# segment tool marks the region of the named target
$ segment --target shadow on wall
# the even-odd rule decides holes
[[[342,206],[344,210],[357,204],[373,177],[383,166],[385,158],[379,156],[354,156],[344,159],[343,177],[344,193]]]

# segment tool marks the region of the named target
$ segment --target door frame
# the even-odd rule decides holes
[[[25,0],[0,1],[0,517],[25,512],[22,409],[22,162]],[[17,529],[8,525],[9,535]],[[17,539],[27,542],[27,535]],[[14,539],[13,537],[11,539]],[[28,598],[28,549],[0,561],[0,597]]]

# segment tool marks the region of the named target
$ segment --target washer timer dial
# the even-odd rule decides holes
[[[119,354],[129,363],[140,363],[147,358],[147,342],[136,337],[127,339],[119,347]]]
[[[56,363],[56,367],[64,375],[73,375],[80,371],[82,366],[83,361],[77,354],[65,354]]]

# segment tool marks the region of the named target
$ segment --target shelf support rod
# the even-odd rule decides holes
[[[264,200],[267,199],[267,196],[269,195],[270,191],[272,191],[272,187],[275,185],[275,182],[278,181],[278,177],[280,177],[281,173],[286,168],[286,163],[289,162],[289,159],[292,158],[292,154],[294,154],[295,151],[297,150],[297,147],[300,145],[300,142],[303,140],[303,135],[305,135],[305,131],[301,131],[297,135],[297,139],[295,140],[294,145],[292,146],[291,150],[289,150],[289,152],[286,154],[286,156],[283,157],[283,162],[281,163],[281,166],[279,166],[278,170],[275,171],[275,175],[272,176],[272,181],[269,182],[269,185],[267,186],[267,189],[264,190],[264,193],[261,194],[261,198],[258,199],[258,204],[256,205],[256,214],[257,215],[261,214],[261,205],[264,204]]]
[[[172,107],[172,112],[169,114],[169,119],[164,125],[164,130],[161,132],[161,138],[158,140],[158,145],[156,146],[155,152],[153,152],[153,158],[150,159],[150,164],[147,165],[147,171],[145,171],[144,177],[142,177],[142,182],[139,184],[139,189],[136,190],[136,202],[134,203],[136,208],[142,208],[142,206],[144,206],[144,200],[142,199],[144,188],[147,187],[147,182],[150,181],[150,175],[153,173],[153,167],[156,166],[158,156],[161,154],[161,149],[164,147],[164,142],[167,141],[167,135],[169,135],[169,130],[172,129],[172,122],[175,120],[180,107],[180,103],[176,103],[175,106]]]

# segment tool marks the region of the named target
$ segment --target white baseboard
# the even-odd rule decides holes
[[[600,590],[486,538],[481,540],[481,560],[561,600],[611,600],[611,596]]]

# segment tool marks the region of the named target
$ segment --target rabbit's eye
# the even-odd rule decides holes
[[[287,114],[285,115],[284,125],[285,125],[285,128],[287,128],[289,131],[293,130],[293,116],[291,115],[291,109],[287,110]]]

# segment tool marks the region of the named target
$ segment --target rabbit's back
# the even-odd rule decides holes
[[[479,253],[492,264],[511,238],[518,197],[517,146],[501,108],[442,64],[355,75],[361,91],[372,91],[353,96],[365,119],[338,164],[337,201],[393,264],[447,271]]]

★ ★ ★ ★ ★

WHAT YOU HAVE TO DO: Set down an exact copy of the entries above.

YOUR SOLUTION:
# segment tool marks the region of the named target
$ segment --target shadow on wall
# the even-odd rule decides holes
[[[342,206],[344,210],[357,204],[373,177],[383,166],[385,158],[379,156],[354,156],[344,159],[343,177],[344,193]]]

# segment tool marks the region of the named target
$ segment --target door frame
# the even-odd rule decides holes
[[[25,0],[0,1],[0,517],[25,512],[22,409],[22,162]],[[17,529],[8,525],[9,535]],[[17,539],[27,542],[27,535]],[[14,539],[13,537],[11,539]],[[28,598],[28,549],[0,561],[0,597]]]

# segment tool marks the region of the named target
$ segment --target washer timer dial
# the even-odd rule decides holes
[[[119,354],[129,363],[140,363],[147,358],[147,342],[136,337],[127,339],[119,347]]]
[[[56,363],[56,367],[64,375],[73,375],[80,371],[82,366],[83,361],[77,354],[65,354]]]

# segment tool marks the region of the named target
$ segment --target shelf support rod
# the even-odd rule decides holes
[[[264,200],[267,199],[267,196],[269,195],[270,191],[272,191],[272,187],[275,185],[275,182],[278,181],[278,177],[280,177],[281,173],[286,168],[286,163],[289,162],[289,159],[292,158],[292,154],[294,154],[295,151],[297,150],[297,147],[300,145],[300,142],[303,140],[303,135],[305,135],[305,131],[301,131],[297,135],[297,139],[295,140],[294,145],[292,146],[291,150],[289,150],[289,152],[286,154],[286,156],[283,157],[283,162],[281,163],[281,166],[279,166],[278,170],[275,171],[275,175],[272,176],[272,181],[269,182],[269,185],[267,186],[267,189],[264,190],[264,193],[261,194],[261,198],[258,199],[258,204],[256,205],[256,214],[257,215],[261,214],[261,205],[264,204]]]
[[[172,107],[172,112],[169,114],[169,119],[164,125],[164,130],[161,132],[161,138],[158,140],[158,145],[156,146],[155,152],[153,152],[153,158],[150,159],[150,164],[147,165],[147,171],[145,171],[144,177],[142,177],[142,182],[139,184],[139,189],[136,190],[136,202],[134,203],[136,208],[142,208],[142,206],[144,206],[144,200],[142,199],[144,188],[147,187],[147,182],[150,181],[150,175],[153,173],[153,167],[156,166],[158,156],[161,154],[161,149],[164,147],[164,142],[167,141],[167,135],[169,135],[169,130],[172,129],[172,122],[175,120],[180,107],[180,103],[176,103],[175,106]]]

# segment tool marks the region of the named target
$ segment --target white baseboard
# the even-odd rule decides holes
[[[600,590],[486,538],[481,540],[481,560],[561,600],[611,600],[611,596]]]

# segment tool marks the region of the named target
$ segment --target rabbit's eye
# the even-odd rule decides holes
[[[287,114],[285,115],[284,125],[285,125],[285,128],[287,128],[289,131],[293,130],[293,116],[291,115],[291,109],[287,110]]]

# segment tool marks the region of the named target
$ segment --target rabbit's back
# the even-odd rule decides holes
[[[479,253],[492,264],[511,238],[518,197],[517,146],[501,108],[442,64],[355,75],[361,91],[372,91],[353,96],[365,119],[338,164],[337,201],[393,264],[447,271]]]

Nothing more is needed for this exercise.